**COMPITO ASSEGNATO 1**
Ricopia dal brano sulla notte fonda tutto ciò che va da "Bisognerebbe contraddirsi, dire" giù fino a "come la mortadella?".
**COMPITO ASSEGNATO 2**
Nel brano sulla notte fonda, com'è il tempo che può esserci quando uno muore?
**COMPITO ASSEGNATO 3**
Prosegui il brano sulla notte fonda e sul nulla, riprendendo subito dopo la sua ultima frase.

**TESTO DEL BRANO**
★ ★ ★
Bisognerebbe contraddirsi, dire che era fonda ma non poi tanto da non distinguere una sagoma familiare; un semplice controsenso, imbarcarsi in quella via significa dover accumulare continue inesattezze, approssimazioni lesive della più normale logica. No, la notte era fonda sul serio, nulla era distinguibile da un altro nulla qualsiasi, eguale al primo seppure posto a distanza diversa. Un’altra sciocchezza, il nulla deve essere omogeneo, onnicomprensivo, non essere scomponibile in tanti nulla diversi. Un momento, ho appena affermato che si trattava di un nulla qualsiasi eguale ad ogni altro nulla. Sì, è vero, ma ho anche scritto che si trovavano a differente distanza e quindi erano comunque diversi in qualcosa. Quindi il nulla sarebbe scomponibile in parti, sarebbe possibile affettarlo come la mortadella?
Perché no, in fondo. E’ del tutto senza senso comune, ma non più che il parlare di una notte fonda. Scemenza per scemenza, è lecito dire: la notte era fonda, fatta di un susseguirsi di “non si vedeva nulla”; anzi “nulla di nulla”. Vedete, ecco spuntare un nulla che è parte di un altro nulla che lo comprende in sé. Se posso immaginare il nulla come parte inglobata in un nulla più grande, chi mi impedisce di pensare che la parte si distacchi e diventi un nulla seguito da un altro nulla, il quale è ancora una volta un nulla di nulla, una parte che si stacca e…..insomma ci siamo capiti. E’ esattamente come le scemenze; sono fatte di nulla, eppure non sono mai una soltanto, onnicomprensiva di tutto. Mai è così; una scemenza tira l’altra come le ciliegie. No, adesso non cominciamo anche con le ciliegie perché se iniziamo con il genere frutta possiamo tirare avanti all’infinito. Torniamo sobriamente alla nostra notte fonda. Era notte fonda, finalmente un pensiero fermo, saldo, come quello che afferma: dopo il brutto tempo arriva il bel tempo e viceversa. Ma non è vero per nulla: quando uno muore sarà o brutto o bello o così e così; in ogni caso, dopo non arriva più nessun altro tempo, bello o brutto che sia.
★ ★ ★
**DATI**
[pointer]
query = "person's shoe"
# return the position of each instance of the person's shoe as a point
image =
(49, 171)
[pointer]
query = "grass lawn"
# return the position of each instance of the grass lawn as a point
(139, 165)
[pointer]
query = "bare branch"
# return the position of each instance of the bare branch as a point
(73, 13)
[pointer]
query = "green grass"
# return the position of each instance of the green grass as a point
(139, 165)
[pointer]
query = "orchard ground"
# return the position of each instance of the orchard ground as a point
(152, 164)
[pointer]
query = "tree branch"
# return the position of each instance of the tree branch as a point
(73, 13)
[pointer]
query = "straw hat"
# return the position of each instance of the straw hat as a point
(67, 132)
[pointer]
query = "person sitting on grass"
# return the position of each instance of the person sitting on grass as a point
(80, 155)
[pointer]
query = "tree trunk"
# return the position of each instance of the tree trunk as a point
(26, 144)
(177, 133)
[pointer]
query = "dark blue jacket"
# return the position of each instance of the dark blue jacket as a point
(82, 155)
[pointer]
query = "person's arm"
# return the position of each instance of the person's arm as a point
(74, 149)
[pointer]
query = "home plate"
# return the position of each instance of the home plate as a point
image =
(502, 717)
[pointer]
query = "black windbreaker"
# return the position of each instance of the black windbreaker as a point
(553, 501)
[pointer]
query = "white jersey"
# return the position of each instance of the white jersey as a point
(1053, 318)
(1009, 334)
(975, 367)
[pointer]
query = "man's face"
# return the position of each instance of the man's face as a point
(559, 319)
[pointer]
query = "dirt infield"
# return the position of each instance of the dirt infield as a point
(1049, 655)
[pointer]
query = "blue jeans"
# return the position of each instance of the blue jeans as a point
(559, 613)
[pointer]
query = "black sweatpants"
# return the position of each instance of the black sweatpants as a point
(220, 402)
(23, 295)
★ ★ ★
**RISPOSTA 1**
Bisognerebbe contraddirsi, dire che era fonda ma non poi tanto da non distinguere una sagoma familiare; un semplice controsenso, imbarcarsi in quella via significa dover accumulare continue inesattezze, approssimazioni lesive della più normale logica. No, la notte era fonda sul serio, nulla era distinguibile da un altro nulla qualsiasi, eguale al primo seppure posto a distanza diversa. Un’altra sciocchezza, il nulla deve essere omogeneo, onnicomprensivo, non essere scomponibile in tanti nulla diversi. Un momento, ho appena affermato che si trattava di un nulla qualsiasi eguale ad ogni altro nulla. Sì, è vero, ma ho anche scritto che si trovavano a differente distanza e quindi erano comunque diversi in qualcosa. Quindi il nulla sarebbe scomponibile in parti, sarebbe possibile affettarlo come la mortadella?

**RISPOSTA 2**
Brutto, bello o così e così.

**RISPOSTA 3**
Mamma mia, è chiaro che scrivendo si possono dire tutte le sciocchezze che si vogliono. Quando si vive non è così; le sciocchezze si pagano. Ecco una sciocchezza fra le maggiori; dove e quando chi commette sciocchezze paga? Talvolta magari, ma quante ne fa pagare agli altri? Accidenti, perché è così difficile stare fermi su un pensiero così stabile come: era notte fonda. Mi è venuto in testa di pensare che si sentisse un grido e da lì il pensiero si è via via indebolito, sono cominciate le divagazioni, non ci si è capito più nulla. Adesso proprio basta; nessun grido per favore. Era una notte fonda e rigorosamente silenziosa. Tanto silenziosa che l’uomo, solo, cominciò a sentirsi invadere dal terrore. Benone, anche il terrore ci voleva; così iniziamo qualche altra tiritera. Non ne posso veramente più. E se immaginassi invece una notte luminosa, con un chiaro di Luna da spaccare le pietre? E’ soltanto il Sole che spacca le pietre, altra frase feconda di banalità una dietro l’altra.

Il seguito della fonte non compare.